── Provided information

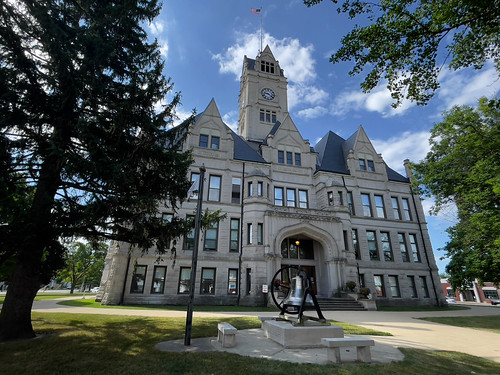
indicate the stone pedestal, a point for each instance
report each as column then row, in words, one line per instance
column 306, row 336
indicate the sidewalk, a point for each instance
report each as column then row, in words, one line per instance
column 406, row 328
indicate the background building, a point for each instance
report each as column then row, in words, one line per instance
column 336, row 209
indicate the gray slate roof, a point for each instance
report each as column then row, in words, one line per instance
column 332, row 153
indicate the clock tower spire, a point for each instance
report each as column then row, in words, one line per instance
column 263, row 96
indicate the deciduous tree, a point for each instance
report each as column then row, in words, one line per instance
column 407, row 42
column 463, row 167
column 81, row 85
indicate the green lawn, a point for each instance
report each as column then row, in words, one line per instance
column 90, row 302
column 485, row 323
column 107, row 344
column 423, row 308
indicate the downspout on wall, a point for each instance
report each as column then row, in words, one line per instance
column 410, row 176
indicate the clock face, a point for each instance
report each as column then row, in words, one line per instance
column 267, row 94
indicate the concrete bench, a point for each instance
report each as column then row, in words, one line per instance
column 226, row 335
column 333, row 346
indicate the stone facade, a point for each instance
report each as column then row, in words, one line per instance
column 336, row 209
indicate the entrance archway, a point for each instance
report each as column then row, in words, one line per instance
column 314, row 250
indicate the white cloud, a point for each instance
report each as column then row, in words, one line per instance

────

- Your instructions -
Arrange all of the material above as a numbered list, one line per item, with blank lines omitted. Leave the pictures out of the answer.

- Output below -
1. indicate the stone pedestal, a point for each instance
2. report each as column then row, in words, one line per instance
3. column 306, row 336
4. indicate the sidewalk, a point for each instance
5. report each as column then row, in words, one line per instance
6. column 406, row 328
7. indicate the background building, a point for each instance
8. report each as column then row, in words, one line per instance
9. column 336, row 209
10. indicate the gray slate roof, a point for each instance
11. report each as column then row, in words, one line per instance
12. column 332, row 153
13. indicate the clock tower spire, a point for each instance
14. report each as column then row, in words, one line per instance
15. column 263, row 96
16. indicate the deciduous tree, a point for each instance
17. report each as column then row, in words, one line per instance
18. column 407, row 42
19. column 463, row 167
20. column 81, row 85
21. indicate the green lawn, a point for each instance
22. report each as column then row, in words, one line per instance
23. column 90, row 302
24. column 485, row 323
25. column 107, row 344
26. column 423, row 308
27. indicate the downspout on wall, a point for each instance
28. report each as column then row, in words, one line per instance
29. column 410, row 176
30. indicate the clock face, a point for each instance
31. report each as column then row, in words, one line per instance
32. column 267, row 94
33. indicate the concrete bench, a point for each instance
34. report each as column then row, in words, one line per instance
35. column 226, row 335
36. column 333, row 346
37. indicate the stone facade, a point for each instance
38. report each as column then row, in words, one line per instance
39. column 336, row 209
40. indicate the entrance archway, a point for each instance
41. report each as column then row, in words, one line per instance
42. column 314, row 250
43. indicate the white cloud, a point for each instance
44. report each as column then row, in words, one line per instance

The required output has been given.